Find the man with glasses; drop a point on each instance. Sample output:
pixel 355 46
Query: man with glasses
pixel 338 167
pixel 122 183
===
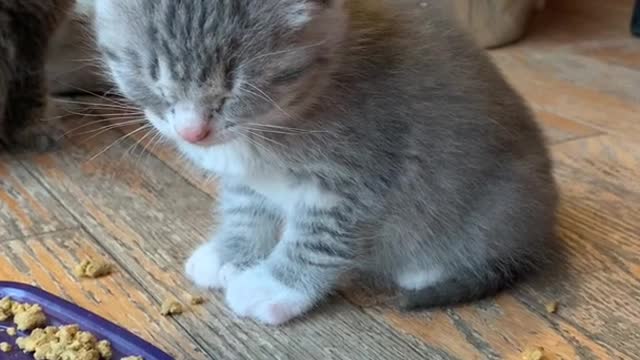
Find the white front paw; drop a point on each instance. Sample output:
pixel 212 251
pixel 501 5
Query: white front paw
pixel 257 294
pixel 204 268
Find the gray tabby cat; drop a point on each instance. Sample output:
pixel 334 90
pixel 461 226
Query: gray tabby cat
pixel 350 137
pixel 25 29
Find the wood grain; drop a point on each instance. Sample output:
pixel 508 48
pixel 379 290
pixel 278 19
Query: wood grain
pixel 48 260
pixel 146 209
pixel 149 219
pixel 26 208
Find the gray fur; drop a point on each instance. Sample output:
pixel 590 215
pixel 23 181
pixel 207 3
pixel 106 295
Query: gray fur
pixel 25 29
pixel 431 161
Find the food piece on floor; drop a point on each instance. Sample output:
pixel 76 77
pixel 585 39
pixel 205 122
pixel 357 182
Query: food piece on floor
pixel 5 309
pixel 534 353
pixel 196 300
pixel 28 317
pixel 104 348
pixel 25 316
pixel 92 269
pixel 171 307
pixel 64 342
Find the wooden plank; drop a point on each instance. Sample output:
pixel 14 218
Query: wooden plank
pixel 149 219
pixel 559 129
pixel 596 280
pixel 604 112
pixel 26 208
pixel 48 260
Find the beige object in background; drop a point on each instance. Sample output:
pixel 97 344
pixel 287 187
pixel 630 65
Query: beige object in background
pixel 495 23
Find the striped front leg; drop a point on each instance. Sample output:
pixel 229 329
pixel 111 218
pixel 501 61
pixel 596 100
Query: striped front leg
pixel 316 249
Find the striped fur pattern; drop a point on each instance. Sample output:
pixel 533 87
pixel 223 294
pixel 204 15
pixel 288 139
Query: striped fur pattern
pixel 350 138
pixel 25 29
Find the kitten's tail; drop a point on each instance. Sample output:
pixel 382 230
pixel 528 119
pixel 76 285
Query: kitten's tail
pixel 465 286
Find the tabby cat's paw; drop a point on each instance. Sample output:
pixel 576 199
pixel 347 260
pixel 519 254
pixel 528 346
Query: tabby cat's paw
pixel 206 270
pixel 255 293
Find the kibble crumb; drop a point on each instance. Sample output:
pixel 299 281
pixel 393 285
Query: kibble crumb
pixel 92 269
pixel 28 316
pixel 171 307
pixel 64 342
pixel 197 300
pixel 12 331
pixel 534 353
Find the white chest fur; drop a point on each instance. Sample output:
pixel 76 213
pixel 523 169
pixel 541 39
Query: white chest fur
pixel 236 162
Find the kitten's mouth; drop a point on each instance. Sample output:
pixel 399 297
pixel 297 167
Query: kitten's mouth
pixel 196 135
===
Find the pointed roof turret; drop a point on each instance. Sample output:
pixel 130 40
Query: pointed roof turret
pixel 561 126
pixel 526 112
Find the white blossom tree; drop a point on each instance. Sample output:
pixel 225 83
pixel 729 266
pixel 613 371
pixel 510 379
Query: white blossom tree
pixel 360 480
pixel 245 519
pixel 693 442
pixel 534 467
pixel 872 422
===
Task prompt:
The reply should consist solely of the lines above from the one that has "pixel 382 230" through the one that has "Find the kibble", reproduced exactly.

Output of the task:
pixel 382 230
pixel 528 119
pixel 76 285
Query: kitten's tail
pixel 465 286
Find the tabby cat's paw; drop a point on each instance. Sample output:
pixel 576 199
pixel 347 260
pixel 519 254
pixel 528 346
Query: tabby cat's paw
pixel 206 270
pixel 255 293
Find the kibble crumb; drop a point on each instance. Sample output:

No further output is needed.